◆ **提示された抜粋**:
<<<<
THW drive out food companies once they deceive consumers.

予選のモーションの中で難しかったという声が最も挙がったモーションだったと思います。特にGovサイドにとってはハードなスタンスを取らなければならず、苦労した1年生も多かったのでないでしょうか。
モーションムービーにも銘菓「赤福」の食品偽装の件が出ていましたが、個人的に赤福は大好きなので非常にやりづらいと思います。冗談はさておき、ここでよく考えて欲しかったことはモーションのキーワードを大事にするということです。なぜ「food company」なのか、なぜ「once」、なぜ「drive out」でなければならないのか必ず触れなければならないと思います。

それぞれのサイドで議論を見てみましょう。
 Govですが、「食品偽装は絶対にあってはならない、したがって多少厳しいとしても追放は必要である」という開き直りのようなスタンスをとることになると思います。そのために、まずなぜ政府が食品偽装をする会社にこのようなハードなスタンスをとらなければならないのかという部分です。
・まず食品会社の特徴を捉えましょう。人々が毎日口にする商品を供給する責任というのはどのようなものでしょうか。また、食品以外の産業と比較して、企業と消費者の間で情報の対称性が保証されにくいといえるでしょう。
>>>>
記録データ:
<<<<
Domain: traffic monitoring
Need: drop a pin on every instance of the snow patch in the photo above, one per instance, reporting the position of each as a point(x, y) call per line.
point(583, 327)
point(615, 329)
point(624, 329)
>>>>
◆ **作業内容**:
1: 抜粋によれば、モーションムービーに出ていたのはどの銘菓の食品偽装の件ですか。
2: 記録データの行をすべて、一字一句違えずに引用してください。

◆ **各作業の回答**:
1: 銘菓「赤福」の食品偽装の件です。

2:
Domain: traffic monitoring
Need: drop a pin on every instance of the snow patch in the photo above, one per instance, reporting the position of each as a point(x, y) call per line.
point(583, 327)
point(615, 329)
point(624, 329)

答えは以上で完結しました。